## TASK PROMPT
Every line in the listing below from the one with "Target: chopped parsley" through the one with "Target: green herb flecks" is to be reproduced exactly, both ends included; leave out the rest.

## DATA LISTING

━━━

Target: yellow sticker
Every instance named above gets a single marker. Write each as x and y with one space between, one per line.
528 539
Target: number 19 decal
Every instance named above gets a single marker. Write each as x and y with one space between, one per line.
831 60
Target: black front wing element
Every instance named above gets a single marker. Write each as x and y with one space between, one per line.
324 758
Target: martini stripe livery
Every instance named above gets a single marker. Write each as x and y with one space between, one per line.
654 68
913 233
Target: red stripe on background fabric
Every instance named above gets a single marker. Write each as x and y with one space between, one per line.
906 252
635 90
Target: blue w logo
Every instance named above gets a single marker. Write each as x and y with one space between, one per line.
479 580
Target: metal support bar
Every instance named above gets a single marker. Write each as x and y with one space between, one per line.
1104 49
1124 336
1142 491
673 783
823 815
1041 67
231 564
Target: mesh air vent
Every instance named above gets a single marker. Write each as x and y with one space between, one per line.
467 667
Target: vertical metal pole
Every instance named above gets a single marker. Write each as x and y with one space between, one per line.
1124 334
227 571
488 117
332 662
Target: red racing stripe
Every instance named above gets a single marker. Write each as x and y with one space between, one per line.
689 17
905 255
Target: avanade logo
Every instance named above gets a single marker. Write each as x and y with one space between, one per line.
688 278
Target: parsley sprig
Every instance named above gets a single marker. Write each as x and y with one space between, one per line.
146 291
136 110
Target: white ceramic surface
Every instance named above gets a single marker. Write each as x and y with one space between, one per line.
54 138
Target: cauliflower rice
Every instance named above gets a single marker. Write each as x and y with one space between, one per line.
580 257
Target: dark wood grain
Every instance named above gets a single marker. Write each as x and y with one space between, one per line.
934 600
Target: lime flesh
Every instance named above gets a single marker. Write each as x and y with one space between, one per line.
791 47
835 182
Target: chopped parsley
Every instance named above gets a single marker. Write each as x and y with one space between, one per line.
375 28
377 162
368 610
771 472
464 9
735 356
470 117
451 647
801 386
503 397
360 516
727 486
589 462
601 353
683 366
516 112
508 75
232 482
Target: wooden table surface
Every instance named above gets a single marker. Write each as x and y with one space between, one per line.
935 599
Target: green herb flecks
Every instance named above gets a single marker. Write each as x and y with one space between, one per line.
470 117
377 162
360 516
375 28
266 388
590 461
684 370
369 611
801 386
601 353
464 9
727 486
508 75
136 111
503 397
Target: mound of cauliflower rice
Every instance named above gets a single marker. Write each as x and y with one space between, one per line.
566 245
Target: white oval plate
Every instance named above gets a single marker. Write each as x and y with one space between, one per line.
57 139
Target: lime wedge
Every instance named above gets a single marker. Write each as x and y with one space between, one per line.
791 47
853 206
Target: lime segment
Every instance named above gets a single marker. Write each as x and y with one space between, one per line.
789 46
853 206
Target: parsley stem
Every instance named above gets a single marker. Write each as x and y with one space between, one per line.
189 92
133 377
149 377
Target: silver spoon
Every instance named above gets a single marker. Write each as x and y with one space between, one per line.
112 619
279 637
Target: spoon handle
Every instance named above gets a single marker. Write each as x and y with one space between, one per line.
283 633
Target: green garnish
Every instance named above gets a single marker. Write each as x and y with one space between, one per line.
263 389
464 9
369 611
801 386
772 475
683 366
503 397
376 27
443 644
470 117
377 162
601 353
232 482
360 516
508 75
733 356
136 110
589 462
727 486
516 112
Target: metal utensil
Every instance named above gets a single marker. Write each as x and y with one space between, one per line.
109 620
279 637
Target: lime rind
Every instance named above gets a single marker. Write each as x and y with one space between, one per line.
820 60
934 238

━━━

## RESULT FOR THIS TASK
Target: chopped parsley
Every instance named above gets a single marker. Write each as x and y with one space between, one per line.
375 28
377 162
368 610
771 472
464 9
735 356
470 117
451 647
801 386
503 397
360 516
727 486
589 462
601 353
683 366
516 112
508 75
232 482
Target: wooden table surface
Every instance named above gets a single marker. Write each as x and y with one space between, one per line.
935 599
Target: green herb flecks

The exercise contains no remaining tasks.